====== Passage to read ======

You hid your face. To “hide the face” is an image for the withdrawal of divine presence and support that appears frequently both inside and outside the Psalter. God’s withdrawal is most commonly associated with his “anger” over human sin11 and leaves humans feeling rejected by God, isolated, and vulnerable to attack by their enemies. The realization of divine absence expressed in 30:7 leaves the psalmist feeling “dismayed,” although the Niphal of the verb bhl usually means something stronger—more like “terrified, out of one’s senses.”12 The sense of abandonment experienced here relates to the similar feeling in 27:9, where the psalmist pleads, “Do not hide your face from me, do not turn your servant away in anger.”
Plea for deliverance. The awareness of vulnerability leads the psalmist to seek deliverance and divine favor. In a move reminiscent of 6:5 and 88:11, the psalmist questions whether there is any “gain”13 to God in the psalmist’s impending death, since all possibility of lifting praise to Yahweh is cut off by descent into Sheol.14 The NIV’s translation of the Hebrew bedami as “in my destruction” takes the phrase from a root dmh (“be destroyed”), rather than the alternate root dmh, meaning “be silent,”15 or from the noun dam, meaning “in my blood.” This obscures a possible wordplay in 30:12, where the psalmist refuses to be silent (yiddom)16 and instead makes music in thanks to Yahweh. The rhetorical questions at the end of 30:9—each assuming the answer “No!”—realize that the only “profit” that humans represent to God lies in their praise and acknowledgment of his faithfulness.
Hear, O LORD. In what appears to be an abbreviation of the more extended cry in 27:7,17 the psalmist seeks to gain Yahweh’s ear and favor. He desires Yahweh to appear as “helper” (ʿozer), a term related to that used in 27:9 (ʿezrati). The similar phraseology serves once again to link Psalm 30 with Psalm 27.
Divine response remembered with joy. Psalm 30 concludes with the psalmist’s joyful memory of deliverance realized. His rites of mourning have become instead a “circle dance” like the Hora, while God is depicted as replacing the psalmist’s mourning clothes with a festal garment.

======

- [Stated goal 1] Could you extract, word for word, everything in the Psalm 30 commentary from "Divine response remembered" down to "a festal garment."?
- [Stated goal 2]
Answer these questions about the Psalm 30 commentary:
(a) Which Hebrew verb's Niphal usually means something stronger than "dismayed"?
(b) What Hebrew term names the "helper" the psalmist wants Yahweh to appear as?
(c) What do the psalmist's rites of mourning become instead?
- [Stated goal 3] How would the Psalm 30 commentary go on after its last sentence? Write the continuation.
The data that comes next is separate material, apart from the Psalm 30 commentary.

====== Data listing ======

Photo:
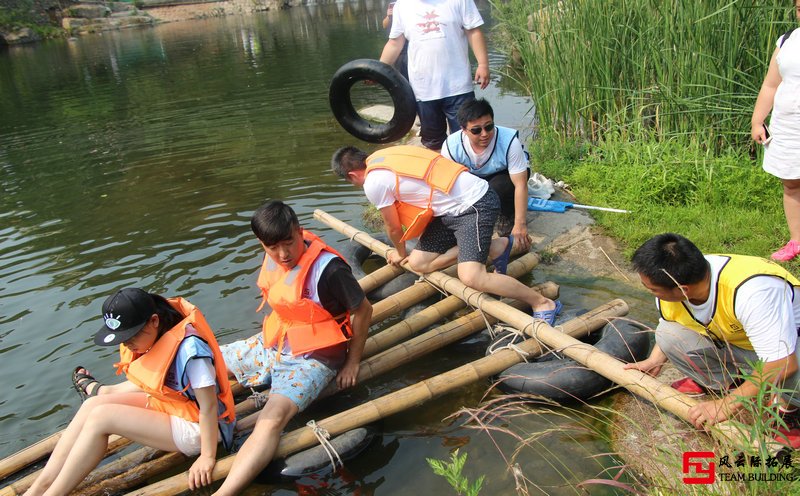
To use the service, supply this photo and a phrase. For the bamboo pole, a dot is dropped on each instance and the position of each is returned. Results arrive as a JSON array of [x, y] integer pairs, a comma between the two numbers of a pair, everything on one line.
[[379, 277], [609, 367], [432, 340], [35, 452], [410, 326], [403, 399], [441, 309]]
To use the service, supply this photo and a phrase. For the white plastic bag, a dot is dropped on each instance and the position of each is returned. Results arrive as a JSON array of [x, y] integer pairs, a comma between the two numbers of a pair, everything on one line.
[[540, 186]]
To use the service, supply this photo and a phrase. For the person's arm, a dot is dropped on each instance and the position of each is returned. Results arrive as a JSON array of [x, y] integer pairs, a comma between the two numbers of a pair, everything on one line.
[[394, 230], [765, 100], [708, 413], [520, 229], [478, 44], [392, 49], [359, 322], [387, 21], [200, 471], [651, 365]]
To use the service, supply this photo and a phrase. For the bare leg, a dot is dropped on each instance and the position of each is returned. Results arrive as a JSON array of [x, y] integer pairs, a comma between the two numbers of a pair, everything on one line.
[[126, 416], [474, 275], [67, 440], [426, 261], [791, 206], [259, 449]]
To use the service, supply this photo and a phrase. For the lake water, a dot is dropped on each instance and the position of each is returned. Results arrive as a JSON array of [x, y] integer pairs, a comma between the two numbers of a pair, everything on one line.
[[135, 158]]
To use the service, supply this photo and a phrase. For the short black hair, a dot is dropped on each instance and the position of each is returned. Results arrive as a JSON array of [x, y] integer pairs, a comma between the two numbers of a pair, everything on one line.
[[670, 260], [274, 222], [348, 159], [472, 110]]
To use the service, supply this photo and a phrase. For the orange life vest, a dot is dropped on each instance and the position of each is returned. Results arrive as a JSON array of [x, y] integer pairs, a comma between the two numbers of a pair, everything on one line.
[[416, 163], [306, 324], [149, 370]]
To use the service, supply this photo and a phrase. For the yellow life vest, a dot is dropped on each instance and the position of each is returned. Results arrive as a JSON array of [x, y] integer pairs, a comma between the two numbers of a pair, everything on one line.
[[416, 163], [149, 370], [724, 325], [305, 323]]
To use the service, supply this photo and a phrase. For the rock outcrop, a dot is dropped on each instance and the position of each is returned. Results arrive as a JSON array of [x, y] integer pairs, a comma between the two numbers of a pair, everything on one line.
[[86, 18]]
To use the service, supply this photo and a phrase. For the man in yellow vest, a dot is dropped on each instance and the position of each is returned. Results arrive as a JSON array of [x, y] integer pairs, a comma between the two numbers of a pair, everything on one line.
[[451, 211], [316, 332], [719, 313]]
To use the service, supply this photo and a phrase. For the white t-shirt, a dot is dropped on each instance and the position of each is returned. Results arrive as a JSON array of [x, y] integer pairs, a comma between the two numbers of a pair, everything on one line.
[[380, 186], [517, 160], [438, 50], [766, 307]]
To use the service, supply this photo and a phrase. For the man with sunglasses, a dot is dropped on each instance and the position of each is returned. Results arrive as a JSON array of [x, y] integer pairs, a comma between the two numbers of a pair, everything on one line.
[[719, 315], [452, 212], [439, 35], [495, 154]]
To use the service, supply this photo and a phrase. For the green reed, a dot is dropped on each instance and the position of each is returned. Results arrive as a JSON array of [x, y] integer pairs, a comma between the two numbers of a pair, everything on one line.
[[655, 68]]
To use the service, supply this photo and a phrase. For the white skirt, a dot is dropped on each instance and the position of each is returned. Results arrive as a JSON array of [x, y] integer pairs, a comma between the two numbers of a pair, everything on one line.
[[782, 154]]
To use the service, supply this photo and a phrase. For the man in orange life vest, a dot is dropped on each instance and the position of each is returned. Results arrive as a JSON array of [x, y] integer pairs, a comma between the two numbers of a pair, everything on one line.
[[319, 322], [719, 314], [453, 213]]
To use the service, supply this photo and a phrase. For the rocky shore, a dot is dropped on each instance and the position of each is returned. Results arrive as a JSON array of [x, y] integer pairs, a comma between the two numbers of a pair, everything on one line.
[[32, 17]]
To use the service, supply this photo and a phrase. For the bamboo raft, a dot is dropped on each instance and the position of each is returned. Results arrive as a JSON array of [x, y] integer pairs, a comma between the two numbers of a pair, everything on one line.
[[385, 350]]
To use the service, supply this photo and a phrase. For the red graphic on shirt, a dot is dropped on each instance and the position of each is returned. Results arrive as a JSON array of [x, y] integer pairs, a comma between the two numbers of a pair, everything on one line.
[[430, 24]]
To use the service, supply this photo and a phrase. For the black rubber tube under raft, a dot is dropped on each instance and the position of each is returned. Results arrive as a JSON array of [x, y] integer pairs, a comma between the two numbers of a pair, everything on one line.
[[405, 110], [316, 460], [562, 379]]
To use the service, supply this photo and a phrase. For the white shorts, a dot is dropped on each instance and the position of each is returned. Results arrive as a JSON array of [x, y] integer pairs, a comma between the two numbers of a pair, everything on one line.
[[186, 435]]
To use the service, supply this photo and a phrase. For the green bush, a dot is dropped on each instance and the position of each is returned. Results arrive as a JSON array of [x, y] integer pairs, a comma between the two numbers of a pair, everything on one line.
[[645, 69], [725, 203]]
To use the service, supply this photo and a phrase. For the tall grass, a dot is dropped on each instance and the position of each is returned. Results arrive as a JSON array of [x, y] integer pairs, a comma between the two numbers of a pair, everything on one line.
[[654, 68], [652, 442]]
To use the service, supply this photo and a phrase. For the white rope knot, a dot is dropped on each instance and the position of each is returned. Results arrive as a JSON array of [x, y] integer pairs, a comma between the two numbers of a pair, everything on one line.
[[511, 336], [259, 398], [323, 437]]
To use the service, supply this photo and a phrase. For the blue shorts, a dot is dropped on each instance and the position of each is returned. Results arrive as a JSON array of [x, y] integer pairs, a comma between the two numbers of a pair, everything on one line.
[[298, 378]]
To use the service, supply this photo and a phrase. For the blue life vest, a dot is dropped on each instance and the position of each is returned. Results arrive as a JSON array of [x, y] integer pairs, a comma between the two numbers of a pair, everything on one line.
[[498, 160], [194, 347]]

======

- [Output 1]
Divine response remembered with joy. Psalm 30 concludes with the psalmist’s joyful memory of deliverance realized. His rites of mourning have become instead a “circle dance” like the Hora, while God is depicted as replacing the psalmist’s mourning clothes with a festal garment.

- [Output 2]
(a) bhl
(b) ʿozer
(c) A "circle dance" like the Hora

- [Output 3]
That my heart may sing. In response to these changed circumstances, the psalmist is unable to remain silent (loʾ yiddom) but breaks forth in a song of thanksgiving. This passage is difficult because of the lack of clarity regarding the relationship of words in the first half of the verse. The first verb means “he/it will play music [to] you.” The subject is unclear and is most often supplied by emending the following noun kabod (“glory”) to kabedi (“my kidney/innermost part”), which the NIV specifies even further to “my heart.” According to the BHS note, however, the Syriac version reads both verbs in the first half of this verse as first-person singular forms: “I will make music/sing (to) you” and “I will not remain silent.”
This opens the intriguing possibility that the word kabod is not the subject of the preceding verb but the exclamation “Glory!” that is set to music in praise of Yahweh. In this case, the psalmist exclaims: “I will play/sing out to you ‘Glory!’ and I will not remain silent.” Such a public acclamation of Yahweh’s glory would link this verse back to 29:9, where those in the temple respond to the signs of Yahweh’s theophanic approach in the storm with a similar cry. At the end of Psalm 30, the psalmist concludes with a promise of eternal praise of Yahweh.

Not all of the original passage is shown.